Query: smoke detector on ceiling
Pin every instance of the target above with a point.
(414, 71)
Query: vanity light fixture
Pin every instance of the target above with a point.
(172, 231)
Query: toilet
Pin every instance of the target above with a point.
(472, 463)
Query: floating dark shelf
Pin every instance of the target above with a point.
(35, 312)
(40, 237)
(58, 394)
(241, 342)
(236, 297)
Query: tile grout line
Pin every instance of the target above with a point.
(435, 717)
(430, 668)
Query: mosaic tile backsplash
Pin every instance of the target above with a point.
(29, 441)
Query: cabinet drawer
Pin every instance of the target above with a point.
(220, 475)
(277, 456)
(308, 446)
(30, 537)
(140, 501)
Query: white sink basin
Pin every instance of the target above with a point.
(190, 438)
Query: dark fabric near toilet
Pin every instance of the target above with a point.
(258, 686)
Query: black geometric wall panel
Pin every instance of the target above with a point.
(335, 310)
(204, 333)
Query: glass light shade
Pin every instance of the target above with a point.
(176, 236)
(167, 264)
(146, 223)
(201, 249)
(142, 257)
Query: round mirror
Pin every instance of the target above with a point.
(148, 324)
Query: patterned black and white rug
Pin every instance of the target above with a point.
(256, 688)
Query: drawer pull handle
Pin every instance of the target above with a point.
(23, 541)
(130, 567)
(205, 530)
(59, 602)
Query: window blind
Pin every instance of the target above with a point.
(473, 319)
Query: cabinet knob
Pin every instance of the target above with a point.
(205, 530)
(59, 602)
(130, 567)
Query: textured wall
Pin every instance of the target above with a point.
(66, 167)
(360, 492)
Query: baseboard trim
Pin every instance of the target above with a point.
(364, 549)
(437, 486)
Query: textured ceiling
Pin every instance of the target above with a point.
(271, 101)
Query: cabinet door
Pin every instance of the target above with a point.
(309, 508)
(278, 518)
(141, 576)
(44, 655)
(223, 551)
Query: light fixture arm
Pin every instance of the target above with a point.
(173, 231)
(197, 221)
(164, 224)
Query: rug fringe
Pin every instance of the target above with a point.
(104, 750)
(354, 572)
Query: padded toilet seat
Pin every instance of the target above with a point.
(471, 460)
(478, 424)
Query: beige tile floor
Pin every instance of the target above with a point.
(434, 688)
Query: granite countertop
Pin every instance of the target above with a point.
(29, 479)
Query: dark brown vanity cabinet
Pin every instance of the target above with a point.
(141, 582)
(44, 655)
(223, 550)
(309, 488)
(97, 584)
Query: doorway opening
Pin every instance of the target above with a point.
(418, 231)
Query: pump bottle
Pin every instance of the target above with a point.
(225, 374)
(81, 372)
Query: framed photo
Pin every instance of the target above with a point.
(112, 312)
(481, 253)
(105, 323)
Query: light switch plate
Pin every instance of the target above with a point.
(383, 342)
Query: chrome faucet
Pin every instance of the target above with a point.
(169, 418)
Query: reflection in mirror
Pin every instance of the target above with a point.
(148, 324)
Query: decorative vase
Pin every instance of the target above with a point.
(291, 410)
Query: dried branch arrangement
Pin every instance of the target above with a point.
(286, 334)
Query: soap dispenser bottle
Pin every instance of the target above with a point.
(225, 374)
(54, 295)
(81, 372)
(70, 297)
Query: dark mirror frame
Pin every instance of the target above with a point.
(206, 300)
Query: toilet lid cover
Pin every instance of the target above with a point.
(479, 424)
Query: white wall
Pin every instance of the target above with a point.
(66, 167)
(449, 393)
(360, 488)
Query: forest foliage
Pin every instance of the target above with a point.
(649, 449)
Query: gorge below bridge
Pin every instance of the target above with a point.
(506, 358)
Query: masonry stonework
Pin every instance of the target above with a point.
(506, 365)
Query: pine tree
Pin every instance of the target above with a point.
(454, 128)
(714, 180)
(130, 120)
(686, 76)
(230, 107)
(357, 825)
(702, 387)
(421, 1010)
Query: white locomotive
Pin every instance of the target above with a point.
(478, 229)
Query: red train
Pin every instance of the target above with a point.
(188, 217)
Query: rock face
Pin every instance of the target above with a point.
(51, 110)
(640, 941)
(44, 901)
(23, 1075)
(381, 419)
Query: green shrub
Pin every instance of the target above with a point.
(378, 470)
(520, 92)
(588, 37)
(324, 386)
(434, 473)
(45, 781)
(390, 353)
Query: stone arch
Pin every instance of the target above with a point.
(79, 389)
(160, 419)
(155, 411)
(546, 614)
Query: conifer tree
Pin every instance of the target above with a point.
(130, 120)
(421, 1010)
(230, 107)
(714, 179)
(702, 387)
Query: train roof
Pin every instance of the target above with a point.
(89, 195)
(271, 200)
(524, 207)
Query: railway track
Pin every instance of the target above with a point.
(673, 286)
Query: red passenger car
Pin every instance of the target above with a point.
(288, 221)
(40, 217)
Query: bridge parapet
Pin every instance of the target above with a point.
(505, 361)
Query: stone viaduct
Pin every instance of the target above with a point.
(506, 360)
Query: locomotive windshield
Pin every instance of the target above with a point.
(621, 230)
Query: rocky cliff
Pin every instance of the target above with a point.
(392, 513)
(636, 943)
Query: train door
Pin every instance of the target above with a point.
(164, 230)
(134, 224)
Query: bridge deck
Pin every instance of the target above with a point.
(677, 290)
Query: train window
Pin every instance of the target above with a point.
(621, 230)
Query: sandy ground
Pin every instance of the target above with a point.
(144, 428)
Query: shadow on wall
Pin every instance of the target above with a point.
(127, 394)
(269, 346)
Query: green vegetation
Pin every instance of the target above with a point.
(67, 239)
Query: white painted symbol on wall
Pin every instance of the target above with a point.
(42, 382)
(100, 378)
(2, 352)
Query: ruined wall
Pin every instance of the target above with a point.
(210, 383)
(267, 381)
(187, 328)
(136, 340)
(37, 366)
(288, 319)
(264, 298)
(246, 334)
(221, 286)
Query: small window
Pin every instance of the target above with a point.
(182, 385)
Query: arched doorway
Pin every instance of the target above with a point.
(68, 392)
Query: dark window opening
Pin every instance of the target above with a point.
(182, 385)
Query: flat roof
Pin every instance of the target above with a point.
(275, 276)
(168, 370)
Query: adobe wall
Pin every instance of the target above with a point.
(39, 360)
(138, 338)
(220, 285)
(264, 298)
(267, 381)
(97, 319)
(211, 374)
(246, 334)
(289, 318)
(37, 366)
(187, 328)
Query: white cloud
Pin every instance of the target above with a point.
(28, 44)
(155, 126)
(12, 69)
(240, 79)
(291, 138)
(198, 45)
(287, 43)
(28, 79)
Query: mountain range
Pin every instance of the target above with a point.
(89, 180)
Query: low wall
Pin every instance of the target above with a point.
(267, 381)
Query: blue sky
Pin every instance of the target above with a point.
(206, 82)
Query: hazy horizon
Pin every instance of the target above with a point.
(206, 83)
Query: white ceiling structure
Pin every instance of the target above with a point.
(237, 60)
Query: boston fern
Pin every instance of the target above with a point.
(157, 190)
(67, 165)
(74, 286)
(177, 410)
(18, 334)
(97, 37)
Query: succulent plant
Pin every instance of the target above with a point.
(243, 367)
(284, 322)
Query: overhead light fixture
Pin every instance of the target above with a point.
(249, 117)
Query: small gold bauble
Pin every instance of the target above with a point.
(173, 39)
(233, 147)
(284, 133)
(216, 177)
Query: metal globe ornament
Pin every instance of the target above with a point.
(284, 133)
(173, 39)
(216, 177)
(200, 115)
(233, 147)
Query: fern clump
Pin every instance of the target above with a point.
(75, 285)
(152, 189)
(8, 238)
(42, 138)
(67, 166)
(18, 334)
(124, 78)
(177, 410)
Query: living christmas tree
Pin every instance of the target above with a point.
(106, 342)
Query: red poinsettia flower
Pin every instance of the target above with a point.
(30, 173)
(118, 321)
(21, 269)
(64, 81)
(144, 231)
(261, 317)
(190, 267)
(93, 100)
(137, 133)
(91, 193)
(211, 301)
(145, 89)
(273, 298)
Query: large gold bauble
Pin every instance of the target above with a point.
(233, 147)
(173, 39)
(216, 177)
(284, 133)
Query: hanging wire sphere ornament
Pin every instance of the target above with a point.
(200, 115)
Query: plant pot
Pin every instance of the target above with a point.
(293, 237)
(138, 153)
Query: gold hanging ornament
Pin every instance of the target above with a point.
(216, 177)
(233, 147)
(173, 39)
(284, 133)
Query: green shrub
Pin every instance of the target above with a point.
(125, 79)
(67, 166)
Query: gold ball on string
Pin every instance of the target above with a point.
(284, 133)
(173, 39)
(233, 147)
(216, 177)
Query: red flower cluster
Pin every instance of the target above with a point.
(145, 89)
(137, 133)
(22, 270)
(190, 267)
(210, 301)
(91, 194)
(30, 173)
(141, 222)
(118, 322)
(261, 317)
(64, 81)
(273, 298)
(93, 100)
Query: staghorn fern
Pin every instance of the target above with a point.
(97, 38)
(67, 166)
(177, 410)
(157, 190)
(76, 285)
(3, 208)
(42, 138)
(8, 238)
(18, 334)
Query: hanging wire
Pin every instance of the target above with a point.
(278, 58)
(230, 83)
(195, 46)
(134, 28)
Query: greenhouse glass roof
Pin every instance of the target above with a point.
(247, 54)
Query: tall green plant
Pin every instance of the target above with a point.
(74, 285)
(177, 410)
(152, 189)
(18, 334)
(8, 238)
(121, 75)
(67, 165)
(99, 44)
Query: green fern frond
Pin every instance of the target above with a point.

• **Prompt**:
Copy exactly, with no other lines, the stretch of the material that begins at the line containing "Query: tall green plant" and ends at its last line.

• **Exercise solution**:
Query: tall green plant
Pin every instance of the target above with a point.
(74, 285)
(177, 410)
(152, 189)
(18, 334)
(8, 238)
(121, 75)
(67, 165)
(99, 44)
Query: green fern frond
Pin every instance of the target above with a point.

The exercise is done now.